▸ Set exercise A
Reproduce the passage of the volunteering text starting at "I think the discussion" and ending at "some European countries.".

▸ Text excerpt

I think the discussion about the "American Model" is not very clear. It is assumed that the US has the largest non-profit sector in the world, but research has shown that the sector relatively speaking is stronger in the Netherlands, Ireland, Belgium and Israel. And even if the percentage of volunteering in the population is higher in the US, the difference is not so big compared with some European countries.
The real difference, I believe, is not in the scope of volunteering or the sector, but in the way the work is organised. It is not primarily volunteering that is different --that's a result -- it is the volunteer organisation that is different. In Europe we have a membership tradition, in the US a service delivery tradition. In the former everything starts with the members. They form an organisation, they decide what it should do and they do the job. In the latter an organisation starts with the task and then recruits volunteers to do the work. The first model is strong on democracy, the second on service delivery. If helping people is your major aim, the service delivery model is obviously much more efficient. From my European perspective, to combine the strength of the two into one organisation seems to be the best solution. But is that possible?
The Importance of Being "Culturally Aware"
Volunteering, unlike paid work, has to be in tune with local conditions and traditions. Because these differs between counties volunteering can, I believe, not be exported from one country to another. Volunteering concepts can however be imported and successfully be put into work by local "translators and adapters" (this seems to be what Elena De Palma is doing in Italy). I think the chain looks like this: be inspired, import, adapt, develop, change and maybe "export back."Rob Jackson is right: both parties learn from the exchange. An outsider’s eye can help you understand your own work.

▸ Set exercise B
Switch "Target" to "Label" in the records starting at the line that contains "[locate] the statue of" and ending at the last line of the records. Return only those lines, with everything else unchanged.

▸ Entries supplied
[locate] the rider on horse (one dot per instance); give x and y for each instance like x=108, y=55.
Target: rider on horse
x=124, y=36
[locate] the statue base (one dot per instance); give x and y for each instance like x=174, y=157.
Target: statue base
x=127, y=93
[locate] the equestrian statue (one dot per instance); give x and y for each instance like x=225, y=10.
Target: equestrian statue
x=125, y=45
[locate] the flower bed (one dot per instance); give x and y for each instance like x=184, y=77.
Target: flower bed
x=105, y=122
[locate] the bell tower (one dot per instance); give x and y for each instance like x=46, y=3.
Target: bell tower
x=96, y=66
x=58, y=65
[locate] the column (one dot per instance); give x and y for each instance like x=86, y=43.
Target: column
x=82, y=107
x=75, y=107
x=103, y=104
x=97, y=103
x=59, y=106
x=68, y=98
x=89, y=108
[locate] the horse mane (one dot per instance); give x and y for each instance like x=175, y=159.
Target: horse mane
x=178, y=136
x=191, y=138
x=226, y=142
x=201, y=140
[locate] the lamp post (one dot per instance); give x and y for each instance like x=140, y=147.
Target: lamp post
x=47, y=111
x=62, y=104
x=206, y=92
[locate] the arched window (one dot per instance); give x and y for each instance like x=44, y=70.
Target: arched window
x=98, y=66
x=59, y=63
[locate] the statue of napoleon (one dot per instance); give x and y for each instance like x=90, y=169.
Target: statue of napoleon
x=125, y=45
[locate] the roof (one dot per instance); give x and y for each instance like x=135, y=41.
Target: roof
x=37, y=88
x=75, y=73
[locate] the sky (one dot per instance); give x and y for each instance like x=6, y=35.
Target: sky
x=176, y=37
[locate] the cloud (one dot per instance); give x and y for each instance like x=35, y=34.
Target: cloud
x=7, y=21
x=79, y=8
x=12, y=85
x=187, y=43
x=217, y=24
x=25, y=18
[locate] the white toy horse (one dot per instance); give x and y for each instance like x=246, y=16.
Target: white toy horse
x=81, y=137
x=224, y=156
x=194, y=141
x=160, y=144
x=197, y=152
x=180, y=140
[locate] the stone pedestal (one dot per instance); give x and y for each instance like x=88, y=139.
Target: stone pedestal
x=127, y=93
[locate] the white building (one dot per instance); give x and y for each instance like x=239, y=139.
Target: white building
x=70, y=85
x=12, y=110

▸ Exercise output A
I think the discussion about the "American Model" is not very clear. It is assumed that the US has the largest non-profit sector in the world, but research has shown that the sector relatively speaking is stronger in the Netherlands, Ireland, Belgium and Israel. And even if the percentage of volunteering in the population is higher in the US, the difference is not so big compared with some European countries.

▸ Exercise output B
[locate] the statue of napoleon (one dot per instance); give x and y for each instance like x=90, y=169.
Label: statue of napoleon
x=125, y=45
[locate] the roof (one dot per instance); give x and y for each instance like x=135, y=41.
Label: roof
x=37, y=88
x=75, y=73
[locate] the sky (one dot per instance); give x and y for each instance like x=6, y=35.
Label: sky
x=176, y=37
[locate] the cloud (one dot per instance); give x and y for each instance like x=35, y=34.
Label: cloud
x=7, y=21
x=79, y=8
x=12, y=85
x=187, y=43
x=217, y=24
x=25, y=18
[locate] the white toy horse (one dot per instance); give x and y for each instance like x=246, y=16.
Label: white toy horse
x=81, y=137
x=224, y=156
x=194, y=141
x=160, y=144
x=197, y=152
x=180, y=140
[locate] the stone pedestal (one dot per instance); give x and y for each instance like x=88, y=139.
Label: stone pedestal
x=127, y=93
[locate] the white building (one dot per instance); give x and y for each instance like x=239, y=139.
Label: white building
x=70, y=85
x=12, y=110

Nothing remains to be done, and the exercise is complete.